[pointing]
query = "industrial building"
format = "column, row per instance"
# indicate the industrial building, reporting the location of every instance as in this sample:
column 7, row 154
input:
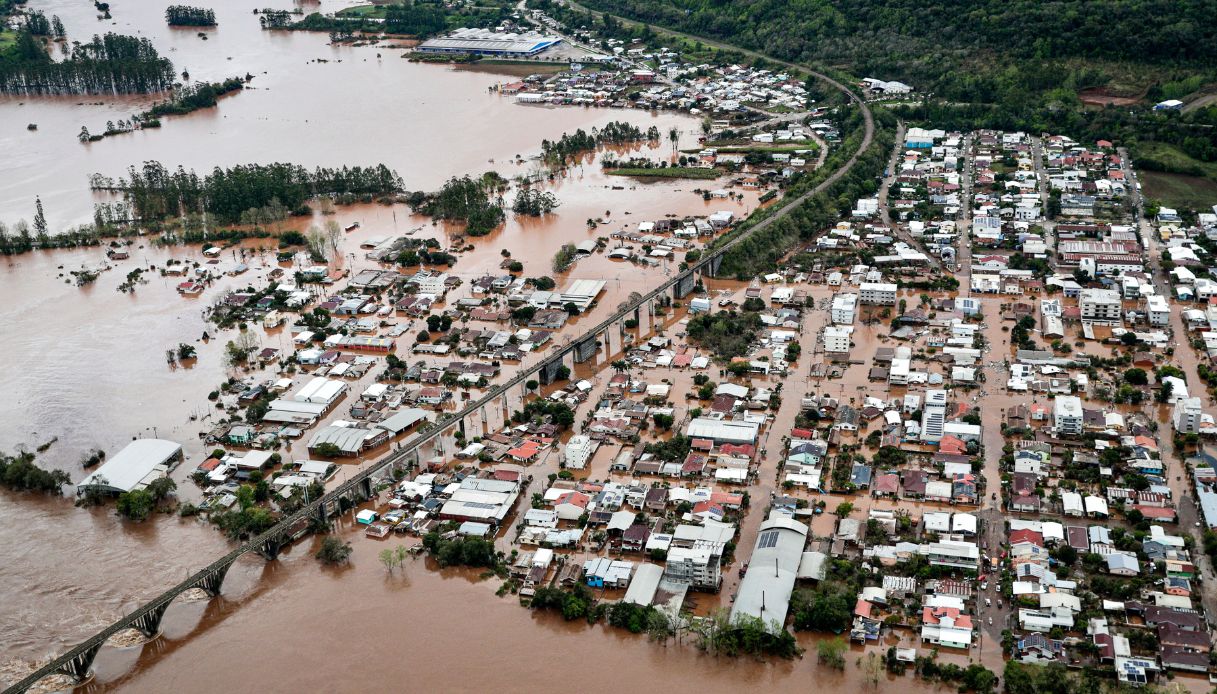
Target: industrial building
column 723, row 430
column 582, row 294
column 487, row 43
column 764, row 591
column 349, row 440
column 133, row 468
column 481, row 499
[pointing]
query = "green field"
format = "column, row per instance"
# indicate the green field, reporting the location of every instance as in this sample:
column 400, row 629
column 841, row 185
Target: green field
column 669, row 172
column 366, row 11
column 1183, row 183
column 1181, row 191
column 1173, row 160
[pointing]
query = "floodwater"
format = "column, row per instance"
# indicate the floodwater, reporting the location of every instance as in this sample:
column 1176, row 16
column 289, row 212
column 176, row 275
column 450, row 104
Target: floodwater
column 85, row 367
column 304, row 627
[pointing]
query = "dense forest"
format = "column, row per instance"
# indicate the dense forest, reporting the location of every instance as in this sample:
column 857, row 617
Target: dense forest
column 112, row 63
column 420, row 20
column 153, row 192
column 475, row 201
column 188, row 16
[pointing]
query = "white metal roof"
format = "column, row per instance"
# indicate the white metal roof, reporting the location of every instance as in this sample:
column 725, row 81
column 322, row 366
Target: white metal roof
column 130, row 466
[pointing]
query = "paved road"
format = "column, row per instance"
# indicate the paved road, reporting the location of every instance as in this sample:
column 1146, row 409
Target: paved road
column 373, row 470
column 1178, row 477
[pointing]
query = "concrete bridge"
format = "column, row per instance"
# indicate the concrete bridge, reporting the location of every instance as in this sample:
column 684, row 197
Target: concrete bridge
column 78, row 661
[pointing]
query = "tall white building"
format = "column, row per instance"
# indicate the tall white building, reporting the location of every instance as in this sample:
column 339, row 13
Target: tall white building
column 1187, row 415
column 934, row 415
column 876, row 294
column 1159, row 309
column 579, row 451
column 1100, row 304
column 836, row 339
column 843, row 308
column 1067, row 414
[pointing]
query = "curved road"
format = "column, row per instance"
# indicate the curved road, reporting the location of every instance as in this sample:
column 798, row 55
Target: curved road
column 276, row 535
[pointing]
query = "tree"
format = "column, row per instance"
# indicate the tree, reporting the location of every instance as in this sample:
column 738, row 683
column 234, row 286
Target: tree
======
■ GOAL ■
Render every line of the entries above as a JSON list of strings, one string per line, omitting blank lines and the picture.

■ SOLUTION TO THIS TASK ■
[
  "[pointing]",
  "query = \"industrial building\"",
  "format = \"column, row per instance\"",
  "# indicate the industrial building, reporting the location of every instance as in this sample:",
  "column 7, row 154",
  "input:",
  "Target: industrial building",
  "column 723, row 430",
  "column 582, row 294",
  "column 487, row 43",
  "column 764, row 591",
  "column 349, row 440",
  "column 133, row 468",
  "column 481, row 499",
  "[pointing]",
  "query = \"green field\"",
  "format = \"column, row per instance\"",
  "# indicate the green field, reporting the location of every instance as in this sample:",
  "column 400, row 629",
  "column 841, row 185",
  "Target: green field",
  "column 669, row 172",
  "column 366, row 11",
  "column 1183, row 183",
  "column 1181, row 191",
  "column 1173, row 160",
  "[pointing]",
  "query = \"floodwater\"",
  "format = \"column, row per instance\"",
  "# indicate the floodwater, reporting the location of every instance as in this sample:",
  "column 1176, row 16",
  "column 289, row 212",
  "column 176, row 275",
  "column 450, row 104",
  "Target: floodwater",
  "column 85, row 367",
  "column 304, row 627",
  "[pointing]",
  "query = \"dense forest\"",
  "format = \"column, row per instance\"",
  "# indicate the dense forest, reporting the location of every instance as in this sample:",
  "column 857, row 617",
  "Target: dense forest",
  "column 112, row 63",
  "column 420, row 20",
  "column 153, row 192",
  "column 475, row 201",
  "column 188, row 16",
  "[pointing]",
  "query = \"white metal roof\"",
  "format = \"column, row per instance\"",
  "# indicate the white metal roof, reporting the location of every instance as in this sample:",
  "column 725, row 81",
  "column 322, row 366",
  "Target: white metal roof",
  "column 130, row 466",
  "[pointing]",
  "query = \"paved road\"",
  "format = \"column, row per instance\"",
  "# indicate the paved road, reporting the location of every instance as in this sample:",
  "column 1146, row 409",
  "Target: paved road",
  "column 373, row 470",
  "column 1178, row 477",
  "[pointing]",
  "query = \"concrete bridge\"",
  "format = \"column, row per instance\"",
  "# indicate the concrete bridge, reporting the location of every instance as in this sample:",
  "column 684, row 197",
  "Target: concrete bridge",
  "column 78, row 661",
  "[pointing]",
  "query = \"tall white building\"",
  "format = \"column, row per instance\"",
  "# indicate the tall white building, reporting the location of every instance as in this sample:",
  "column 339, row 13",
  "Target: tall white building",
  "column 1187, row 415",
  "column 934, row 415",
  "column 876, row 294",
  "column 1159, row 309",
  "column 579, row 451",
  "column 1100, row 304",
  "column 836, row 339",
  "column 843, row 308",
  "column 1067, row 414",
  "[pointing]",
  "query = \"curved road\"",
  "format = \"column, row per instance\"",
  "# indicate the curved road, reporting the location of every instance as in this sample:",
  "column 798, row 55",
  "Target: curved road",
  "column 276, row 535",
  "[pointing]",
  "query = \"tree\"",
  "format = \"column, row per instance\"",
  "# indicate the tree, reporting the location of every instance as in this sample:",
  "column 738, row 683",
  "column 234, row 286",
  "Target: tree"
]